◆ Text extract

Gwendolyn Brooks (1917–2000)

A landmark poet, novelist, and autobiographer, Gwendolyn Elizabeth Brooks is treasured for an abiding humanity strongly grounded on the experiences of wife and mother. A symbol of commitment to her race, she became the first black American to win a Guggenheim Fellowship, American Academy of the Arts and Letters Grant in literature, and the Pulitzer Prize. She is immersed in the rhythms, themes, and language of the black American. She committed her art to the commonalities and hardships of living in a racist society.

Brooks is a native of Topeka, Kansas, born on June 7, 1917, the eldest of three children. Rooted in Chicago’s South Side, she kept detailed notebooks from age six, because she was determined to become a spokesperson for black people.

Brooks’ education at Hyde Park Branch, Wendell Phillips High, and Englewood High was uninspiring, primarily because it presented Brooks no black role models among teachers and staff and few nonwhite peers. Withdrawn, she read from the foremost white authors of the day—T. S. Eliot, e. e. cummings, William Carlos Williams, Ezra Pound, John Crowe Ransom, and Wallace Stevens—and began learning the intricacies of sonnet, alliteration, and wit. At age 13, certain she would one day be a member of America’s best, she buried a sheaf of verse in the backyard for later discovery. Three years later, her mother escorted her to readings of James Weldon Johnson and Langston Hughes. Johnson had little to say, but Hughes eagerly nudged Brooks toward a career in poetry.

Brooks graduated from Wilson Junior College, then married poet Henry Lowington Blakely, Jr., writer for Wilson Press and father of their children, Henry and Nora. While on the faculty of Chicago Teacher’s College, she graduated to professional poet with A Street in Bronzeville (1945), a landmark series of portraits highlighting the verve of city-dwellers. That same year, she won the Midwestern Writers’ Conference Poetry award for the third year as well as recognition as one of Mademoiselle’s ten outstanding women of 1945, which afforded her introductions to Richard Wright and Ralph Ellison.

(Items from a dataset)
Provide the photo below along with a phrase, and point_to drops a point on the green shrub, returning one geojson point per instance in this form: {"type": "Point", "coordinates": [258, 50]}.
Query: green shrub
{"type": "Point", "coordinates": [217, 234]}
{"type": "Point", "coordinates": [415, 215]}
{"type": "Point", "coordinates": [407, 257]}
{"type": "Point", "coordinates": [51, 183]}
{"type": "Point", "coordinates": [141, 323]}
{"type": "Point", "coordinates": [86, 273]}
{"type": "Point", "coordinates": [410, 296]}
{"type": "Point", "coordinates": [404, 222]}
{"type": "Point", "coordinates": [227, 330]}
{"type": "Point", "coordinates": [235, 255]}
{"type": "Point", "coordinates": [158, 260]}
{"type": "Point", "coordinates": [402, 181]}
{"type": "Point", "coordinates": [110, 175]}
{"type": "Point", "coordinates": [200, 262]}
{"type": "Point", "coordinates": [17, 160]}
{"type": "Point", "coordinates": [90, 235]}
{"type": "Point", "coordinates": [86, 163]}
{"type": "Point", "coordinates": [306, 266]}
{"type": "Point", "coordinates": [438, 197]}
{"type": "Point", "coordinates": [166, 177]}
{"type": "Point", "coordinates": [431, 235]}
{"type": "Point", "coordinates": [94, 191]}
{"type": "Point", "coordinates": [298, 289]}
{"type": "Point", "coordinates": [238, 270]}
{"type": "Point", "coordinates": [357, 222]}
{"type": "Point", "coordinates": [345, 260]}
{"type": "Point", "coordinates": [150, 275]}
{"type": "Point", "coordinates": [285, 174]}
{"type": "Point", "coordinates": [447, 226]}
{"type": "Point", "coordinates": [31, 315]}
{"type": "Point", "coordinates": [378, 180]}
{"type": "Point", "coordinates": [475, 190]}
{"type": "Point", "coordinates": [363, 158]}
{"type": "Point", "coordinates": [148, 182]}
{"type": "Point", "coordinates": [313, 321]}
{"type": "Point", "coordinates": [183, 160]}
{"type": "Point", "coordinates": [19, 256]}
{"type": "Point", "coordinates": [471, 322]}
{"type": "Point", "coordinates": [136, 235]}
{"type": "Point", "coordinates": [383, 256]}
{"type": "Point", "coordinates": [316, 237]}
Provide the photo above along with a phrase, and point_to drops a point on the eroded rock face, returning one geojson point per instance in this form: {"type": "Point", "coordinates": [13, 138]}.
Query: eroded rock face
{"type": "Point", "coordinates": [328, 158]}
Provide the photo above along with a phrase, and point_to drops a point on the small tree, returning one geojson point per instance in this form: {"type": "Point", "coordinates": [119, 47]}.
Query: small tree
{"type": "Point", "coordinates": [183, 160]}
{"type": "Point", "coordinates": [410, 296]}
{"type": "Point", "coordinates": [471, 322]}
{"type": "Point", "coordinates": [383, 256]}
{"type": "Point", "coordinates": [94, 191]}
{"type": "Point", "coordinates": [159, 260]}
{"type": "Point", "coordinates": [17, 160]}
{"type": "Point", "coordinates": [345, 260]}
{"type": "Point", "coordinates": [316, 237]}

◆ Requests
- 1) Translate this sentence from the Gwendolyn Brooks biography into Spanish: "Johnson had little to say, but Hughes eagerly nudged Brooks toward a career in poetry."
- 2) According to the Gwendolyn Brooks biography, where was Brooks born?
- 3) Please repeat the stretch of the Gwendolyn Brooks biography from "A landmark poet, novelist, and" through "for black people.", word for word.

◆ Answers to the tasks
- 1) Johnson tuvo poco que decir, pero Hughes impulsó con entusiasmo a Brooks hacia una carrera en la poesía.

- 2) Topeka, Kansas.

- 3)
A landmark poet, novelist, and autobiographer, Gwendolyn Elizabeth Brooks is treasured for an abiding humanity strongly grounded on the experiences of wife and mother. A symbol of commitment to her race, she became the first black American to win a Guggenheim Fellowship, American Academy of the Arts and Letters Grant in literature, and the Pulitzer Prize. She is immersed in the rhythms, themes, and language of the black American. She committed her art to the commonalities and hardships of living in a racist society.

Brooks is a native of Topeka, Kansas, born on June 7, 1917, the eldest of three children. Rooted in Chicago’s South Side, she kept detailed notebooks from age six, because she was determined to become a spokesperson for black people.